__WRITTEN REQUEST__:
Copy the data verbatim from the line containing "40, row 70." through the line containing "column 1138, row 672", including both of those lines.

═════ PROVIDED ENTRIES ═════

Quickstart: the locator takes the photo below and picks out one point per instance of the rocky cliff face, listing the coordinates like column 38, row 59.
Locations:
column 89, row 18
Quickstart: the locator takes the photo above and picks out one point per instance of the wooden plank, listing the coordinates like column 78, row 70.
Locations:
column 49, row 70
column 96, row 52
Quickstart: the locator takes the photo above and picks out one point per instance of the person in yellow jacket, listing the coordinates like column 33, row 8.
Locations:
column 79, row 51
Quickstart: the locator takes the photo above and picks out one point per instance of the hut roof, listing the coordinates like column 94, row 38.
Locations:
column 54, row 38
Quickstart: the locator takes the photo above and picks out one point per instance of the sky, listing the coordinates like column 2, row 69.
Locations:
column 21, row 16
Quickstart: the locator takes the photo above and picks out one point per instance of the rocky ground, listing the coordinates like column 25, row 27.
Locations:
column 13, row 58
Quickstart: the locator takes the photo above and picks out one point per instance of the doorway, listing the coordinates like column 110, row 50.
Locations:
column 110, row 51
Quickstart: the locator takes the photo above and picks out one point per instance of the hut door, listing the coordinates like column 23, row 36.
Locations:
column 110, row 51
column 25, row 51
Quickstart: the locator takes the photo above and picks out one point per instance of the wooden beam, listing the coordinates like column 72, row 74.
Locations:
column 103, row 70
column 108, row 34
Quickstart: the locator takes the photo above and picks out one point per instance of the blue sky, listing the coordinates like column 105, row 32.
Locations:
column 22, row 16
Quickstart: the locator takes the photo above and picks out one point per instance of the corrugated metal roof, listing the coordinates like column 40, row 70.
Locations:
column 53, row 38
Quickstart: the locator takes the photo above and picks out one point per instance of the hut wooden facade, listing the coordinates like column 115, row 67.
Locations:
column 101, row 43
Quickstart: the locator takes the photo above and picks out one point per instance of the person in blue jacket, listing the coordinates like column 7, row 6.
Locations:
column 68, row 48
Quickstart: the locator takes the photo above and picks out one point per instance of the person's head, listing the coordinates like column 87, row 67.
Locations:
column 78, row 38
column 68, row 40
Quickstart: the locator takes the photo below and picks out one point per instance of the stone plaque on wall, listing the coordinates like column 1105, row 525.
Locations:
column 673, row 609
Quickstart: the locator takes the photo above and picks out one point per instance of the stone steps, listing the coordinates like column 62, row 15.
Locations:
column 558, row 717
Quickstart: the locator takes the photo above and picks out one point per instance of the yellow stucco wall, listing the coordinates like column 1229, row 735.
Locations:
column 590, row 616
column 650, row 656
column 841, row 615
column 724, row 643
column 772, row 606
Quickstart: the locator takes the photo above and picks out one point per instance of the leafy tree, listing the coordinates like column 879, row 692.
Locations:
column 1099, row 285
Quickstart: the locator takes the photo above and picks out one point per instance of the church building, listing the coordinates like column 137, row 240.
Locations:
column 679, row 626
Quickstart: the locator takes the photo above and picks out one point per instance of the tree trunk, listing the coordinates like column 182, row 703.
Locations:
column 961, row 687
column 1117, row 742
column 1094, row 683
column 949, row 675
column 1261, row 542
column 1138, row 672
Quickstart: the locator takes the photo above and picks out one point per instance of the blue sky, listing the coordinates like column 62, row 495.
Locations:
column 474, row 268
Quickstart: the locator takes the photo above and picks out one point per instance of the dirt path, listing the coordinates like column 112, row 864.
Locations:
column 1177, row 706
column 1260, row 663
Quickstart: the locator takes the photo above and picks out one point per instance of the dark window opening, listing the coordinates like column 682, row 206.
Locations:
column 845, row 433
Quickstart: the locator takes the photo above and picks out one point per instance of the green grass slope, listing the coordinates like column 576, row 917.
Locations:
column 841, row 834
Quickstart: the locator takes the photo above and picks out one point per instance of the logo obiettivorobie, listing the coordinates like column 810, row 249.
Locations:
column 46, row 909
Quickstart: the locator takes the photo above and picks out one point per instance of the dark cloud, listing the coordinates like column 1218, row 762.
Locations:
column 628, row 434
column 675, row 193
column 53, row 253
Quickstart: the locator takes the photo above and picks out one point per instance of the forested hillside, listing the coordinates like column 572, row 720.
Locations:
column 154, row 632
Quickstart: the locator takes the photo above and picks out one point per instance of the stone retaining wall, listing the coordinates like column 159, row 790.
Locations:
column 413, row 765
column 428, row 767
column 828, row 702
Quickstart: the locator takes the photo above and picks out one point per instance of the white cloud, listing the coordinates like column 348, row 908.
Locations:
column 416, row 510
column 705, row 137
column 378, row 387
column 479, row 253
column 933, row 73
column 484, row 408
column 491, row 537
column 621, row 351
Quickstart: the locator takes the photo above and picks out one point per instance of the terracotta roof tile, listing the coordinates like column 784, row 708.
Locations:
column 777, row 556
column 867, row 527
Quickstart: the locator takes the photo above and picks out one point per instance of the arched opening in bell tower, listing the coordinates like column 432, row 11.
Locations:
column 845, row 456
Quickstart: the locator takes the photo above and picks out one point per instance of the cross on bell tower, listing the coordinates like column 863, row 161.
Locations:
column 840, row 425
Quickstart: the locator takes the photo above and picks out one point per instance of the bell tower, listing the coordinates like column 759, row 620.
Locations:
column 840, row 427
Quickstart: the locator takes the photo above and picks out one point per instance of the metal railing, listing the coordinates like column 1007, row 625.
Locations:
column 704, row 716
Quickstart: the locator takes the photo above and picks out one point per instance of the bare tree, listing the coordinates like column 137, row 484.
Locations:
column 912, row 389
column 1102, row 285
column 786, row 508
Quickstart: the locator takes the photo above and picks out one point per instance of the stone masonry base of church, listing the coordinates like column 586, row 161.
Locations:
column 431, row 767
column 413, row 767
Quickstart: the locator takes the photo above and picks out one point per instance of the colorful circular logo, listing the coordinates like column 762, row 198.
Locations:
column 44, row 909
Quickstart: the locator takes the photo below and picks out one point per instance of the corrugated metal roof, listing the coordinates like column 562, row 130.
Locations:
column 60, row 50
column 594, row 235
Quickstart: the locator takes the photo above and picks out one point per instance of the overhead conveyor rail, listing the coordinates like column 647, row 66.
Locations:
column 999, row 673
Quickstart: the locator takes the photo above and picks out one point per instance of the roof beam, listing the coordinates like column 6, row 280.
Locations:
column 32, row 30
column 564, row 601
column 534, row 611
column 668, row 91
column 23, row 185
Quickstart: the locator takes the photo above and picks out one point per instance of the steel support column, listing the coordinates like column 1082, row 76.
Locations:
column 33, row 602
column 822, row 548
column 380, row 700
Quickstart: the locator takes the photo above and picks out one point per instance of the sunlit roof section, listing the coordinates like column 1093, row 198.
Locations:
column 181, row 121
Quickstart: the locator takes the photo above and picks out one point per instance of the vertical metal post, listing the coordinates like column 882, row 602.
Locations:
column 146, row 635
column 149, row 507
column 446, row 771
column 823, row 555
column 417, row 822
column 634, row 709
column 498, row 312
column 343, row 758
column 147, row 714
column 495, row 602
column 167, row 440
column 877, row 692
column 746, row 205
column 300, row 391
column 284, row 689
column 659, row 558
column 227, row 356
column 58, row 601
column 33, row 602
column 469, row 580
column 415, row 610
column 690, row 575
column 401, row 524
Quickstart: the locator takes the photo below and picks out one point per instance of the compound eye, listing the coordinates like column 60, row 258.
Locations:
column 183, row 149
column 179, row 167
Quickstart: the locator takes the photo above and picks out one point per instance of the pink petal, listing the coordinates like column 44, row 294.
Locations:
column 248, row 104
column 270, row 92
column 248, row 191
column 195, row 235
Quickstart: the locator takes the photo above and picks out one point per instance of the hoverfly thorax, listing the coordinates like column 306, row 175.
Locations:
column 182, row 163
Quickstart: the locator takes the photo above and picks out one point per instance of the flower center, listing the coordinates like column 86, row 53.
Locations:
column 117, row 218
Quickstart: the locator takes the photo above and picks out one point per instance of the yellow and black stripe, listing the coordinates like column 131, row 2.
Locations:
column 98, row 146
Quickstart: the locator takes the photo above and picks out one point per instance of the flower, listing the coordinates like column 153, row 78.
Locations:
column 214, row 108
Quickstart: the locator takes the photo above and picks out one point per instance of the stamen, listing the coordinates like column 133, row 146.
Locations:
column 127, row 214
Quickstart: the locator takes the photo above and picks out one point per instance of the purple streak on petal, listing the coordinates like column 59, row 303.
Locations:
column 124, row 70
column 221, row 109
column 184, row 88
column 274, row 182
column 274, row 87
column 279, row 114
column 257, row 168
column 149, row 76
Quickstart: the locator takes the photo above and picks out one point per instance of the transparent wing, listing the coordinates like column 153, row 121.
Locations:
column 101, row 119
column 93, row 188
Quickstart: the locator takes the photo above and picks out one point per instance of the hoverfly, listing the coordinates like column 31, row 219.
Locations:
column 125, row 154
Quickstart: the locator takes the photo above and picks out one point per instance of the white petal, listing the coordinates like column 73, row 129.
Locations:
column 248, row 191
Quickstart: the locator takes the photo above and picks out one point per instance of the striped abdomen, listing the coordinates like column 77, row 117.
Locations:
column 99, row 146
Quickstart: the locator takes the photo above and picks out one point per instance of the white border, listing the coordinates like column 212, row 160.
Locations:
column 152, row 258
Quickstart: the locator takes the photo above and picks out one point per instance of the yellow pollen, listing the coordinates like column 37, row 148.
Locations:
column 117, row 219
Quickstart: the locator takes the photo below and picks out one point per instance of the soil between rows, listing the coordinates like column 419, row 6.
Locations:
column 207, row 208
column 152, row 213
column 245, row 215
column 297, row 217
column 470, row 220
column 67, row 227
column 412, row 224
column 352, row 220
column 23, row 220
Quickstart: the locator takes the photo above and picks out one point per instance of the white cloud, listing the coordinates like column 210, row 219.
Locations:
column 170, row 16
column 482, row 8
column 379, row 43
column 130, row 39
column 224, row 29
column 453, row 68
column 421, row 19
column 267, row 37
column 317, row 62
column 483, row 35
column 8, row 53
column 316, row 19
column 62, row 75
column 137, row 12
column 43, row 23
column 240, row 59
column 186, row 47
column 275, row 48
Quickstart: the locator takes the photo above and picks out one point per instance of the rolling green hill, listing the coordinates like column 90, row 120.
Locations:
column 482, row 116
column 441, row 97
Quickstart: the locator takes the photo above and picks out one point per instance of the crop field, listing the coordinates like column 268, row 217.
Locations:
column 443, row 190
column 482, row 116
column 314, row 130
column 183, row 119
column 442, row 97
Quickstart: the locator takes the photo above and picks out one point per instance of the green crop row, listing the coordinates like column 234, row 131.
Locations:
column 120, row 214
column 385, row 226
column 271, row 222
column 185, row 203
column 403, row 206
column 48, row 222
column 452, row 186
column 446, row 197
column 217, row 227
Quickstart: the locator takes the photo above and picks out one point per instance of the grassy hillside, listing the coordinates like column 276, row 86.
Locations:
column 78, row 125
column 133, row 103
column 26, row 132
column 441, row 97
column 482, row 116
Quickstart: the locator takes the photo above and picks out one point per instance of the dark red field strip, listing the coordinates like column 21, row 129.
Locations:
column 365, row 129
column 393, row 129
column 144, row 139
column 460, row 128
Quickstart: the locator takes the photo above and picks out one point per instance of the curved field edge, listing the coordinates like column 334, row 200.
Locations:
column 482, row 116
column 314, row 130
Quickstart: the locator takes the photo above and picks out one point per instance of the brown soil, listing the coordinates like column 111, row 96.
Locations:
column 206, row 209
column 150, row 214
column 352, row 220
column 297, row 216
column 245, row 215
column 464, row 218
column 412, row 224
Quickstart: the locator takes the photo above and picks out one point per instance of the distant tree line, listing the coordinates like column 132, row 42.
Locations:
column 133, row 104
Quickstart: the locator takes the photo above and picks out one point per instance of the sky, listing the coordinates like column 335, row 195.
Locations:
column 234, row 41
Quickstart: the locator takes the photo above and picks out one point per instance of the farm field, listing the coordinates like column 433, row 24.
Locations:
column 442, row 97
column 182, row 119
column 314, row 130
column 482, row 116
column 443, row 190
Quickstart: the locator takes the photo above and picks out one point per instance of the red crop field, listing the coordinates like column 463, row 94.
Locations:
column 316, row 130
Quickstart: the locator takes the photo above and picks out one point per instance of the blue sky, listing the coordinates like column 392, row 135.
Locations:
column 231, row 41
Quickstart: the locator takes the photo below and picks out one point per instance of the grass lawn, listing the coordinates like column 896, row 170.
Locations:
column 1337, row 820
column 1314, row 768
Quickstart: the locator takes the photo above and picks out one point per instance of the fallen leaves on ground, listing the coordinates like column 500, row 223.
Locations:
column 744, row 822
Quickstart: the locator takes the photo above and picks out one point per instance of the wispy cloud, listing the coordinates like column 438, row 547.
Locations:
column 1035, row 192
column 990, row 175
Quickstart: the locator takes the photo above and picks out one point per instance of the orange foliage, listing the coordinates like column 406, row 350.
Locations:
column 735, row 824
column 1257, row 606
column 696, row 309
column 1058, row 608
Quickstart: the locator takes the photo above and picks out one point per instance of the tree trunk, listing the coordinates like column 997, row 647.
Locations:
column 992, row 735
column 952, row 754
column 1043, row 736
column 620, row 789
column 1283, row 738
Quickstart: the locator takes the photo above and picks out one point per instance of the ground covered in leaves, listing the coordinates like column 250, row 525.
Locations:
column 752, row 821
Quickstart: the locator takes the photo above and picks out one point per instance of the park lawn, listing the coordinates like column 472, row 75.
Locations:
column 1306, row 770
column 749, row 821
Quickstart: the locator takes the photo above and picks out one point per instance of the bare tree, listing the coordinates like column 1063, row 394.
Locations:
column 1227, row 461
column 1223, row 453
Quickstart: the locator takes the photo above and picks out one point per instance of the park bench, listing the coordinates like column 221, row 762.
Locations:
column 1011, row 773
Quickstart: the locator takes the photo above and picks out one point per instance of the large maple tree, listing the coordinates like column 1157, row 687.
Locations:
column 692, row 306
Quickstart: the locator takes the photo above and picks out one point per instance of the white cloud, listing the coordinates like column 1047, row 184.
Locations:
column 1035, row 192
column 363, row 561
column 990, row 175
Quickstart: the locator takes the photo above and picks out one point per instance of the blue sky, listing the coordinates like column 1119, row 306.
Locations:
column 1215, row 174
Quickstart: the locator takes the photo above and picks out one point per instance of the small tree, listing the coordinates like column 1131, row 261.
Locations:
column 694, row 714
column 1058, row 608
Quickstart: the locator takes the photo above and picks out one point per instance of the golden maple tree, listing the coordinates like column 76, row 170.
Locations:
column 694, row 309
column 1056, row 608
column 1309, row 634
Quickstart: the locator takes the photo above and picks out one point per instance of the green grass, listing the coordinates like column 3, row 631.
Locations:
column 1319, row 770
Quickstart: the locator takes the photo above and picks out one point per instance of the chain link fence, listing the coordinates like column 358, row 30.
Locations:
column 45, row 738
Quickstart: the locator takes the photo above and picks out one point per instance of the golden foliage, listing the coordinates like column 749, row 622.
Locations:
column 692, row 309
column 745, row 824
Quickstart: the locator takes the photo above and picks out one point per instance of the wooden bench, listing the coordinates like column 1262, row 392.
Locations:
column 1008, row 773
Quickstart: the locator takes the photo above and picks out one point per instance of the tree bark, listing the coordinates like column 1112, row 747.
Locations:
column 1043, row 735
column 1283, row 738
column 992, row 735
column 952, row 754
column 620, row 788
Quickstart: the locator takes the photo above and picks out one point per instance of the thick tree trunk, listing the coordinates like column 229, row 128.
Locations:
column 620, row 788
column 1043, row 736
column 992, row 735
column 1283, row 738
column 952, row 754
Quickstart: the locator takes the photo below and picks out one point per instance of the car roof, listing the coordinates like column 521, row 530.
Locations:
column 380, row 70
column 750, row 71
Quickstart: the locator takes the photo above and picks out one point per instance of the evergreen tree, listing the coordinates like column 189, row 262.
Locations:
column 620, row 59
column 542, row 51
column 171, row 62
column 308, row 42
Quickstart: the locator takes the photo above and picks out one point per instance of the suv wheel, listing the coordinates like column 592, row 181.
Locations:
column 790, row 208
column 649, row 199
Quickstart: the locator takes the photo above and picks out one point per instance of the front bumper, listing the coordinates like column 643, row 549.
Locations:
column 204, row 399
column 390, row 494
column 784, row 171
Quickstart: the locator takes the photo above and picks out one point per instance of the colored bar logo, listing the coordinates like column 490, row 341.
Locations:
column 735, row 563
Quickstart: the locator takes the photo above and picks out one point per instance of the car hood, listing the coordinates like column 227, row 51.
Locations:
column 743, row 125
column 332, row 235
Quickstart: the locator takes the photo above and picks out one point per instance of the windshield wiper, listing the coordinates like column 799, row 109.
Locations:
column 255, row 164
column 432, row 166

═════

__SOLUTION FOR THIS EXERCISE__:
Quickstart: the locator takes the photo above and picks out one point per instance of the corrugated metal roof, listing the coordinates like column 40, row 70.
Locations:
column 53, row 38
Quickstart: the locator takes the photo above and picks out one point per instance of the hut wooden facade, listing the coordinates like column 115, row 67.
Locations:
column 101, row 43
Quickstart: the locator takes the photo above and picks out one point per instance of the person in blue jacket, listing the coordinates like column 7, row 6.
Locations:
column 68, row 48
Quickstart: the locator takes the photo above and picks out one point per instance of the person's head, listing the coordinates like column 87, row 67.
Locations:
column 78, row 38
column 68, row 40
Quickstart: the locator takes the photo below and picks out one point per instance of the stone plaque on wall, listing the coordinates like column 1105, row 525.
Locations:
column 673, row 609
Quickstart: the locator takes the photo above and picks out one point per instance of the stone steps, listing the coordinates like column 62, row 15.
Locations:
column 558, row 717
Quickstart: the locator takes the photo above and picks out one point per instance of the yellow stucco wall, listing the coordinates like column 1229, row 735.
Locations:
column 590, row 616
column 650, row 656
column 841, row 615
column 724, row 643
column 772, row 606
Quickstart: the locator takes the photo above and picks out one point per instance of the leafy tree, listing the coordinates like column 879, row 692.
Locations:
column 1099, row 285
Quickstart: the locator takes the photo above and picks out one point per instance of the church building, listing the coordinates like column 137, row 240.
Locations:
column 679, row 626
Quickstart: the locator takes the photo above and picks out one point per instance of the tree trunk, listing the coordinates like column 182, row 703.
Locations:
column 961, row 687
column 1117, row 742
column 1094, row 683
column 949, row 675
column 1261, row 542
column 1138, row 672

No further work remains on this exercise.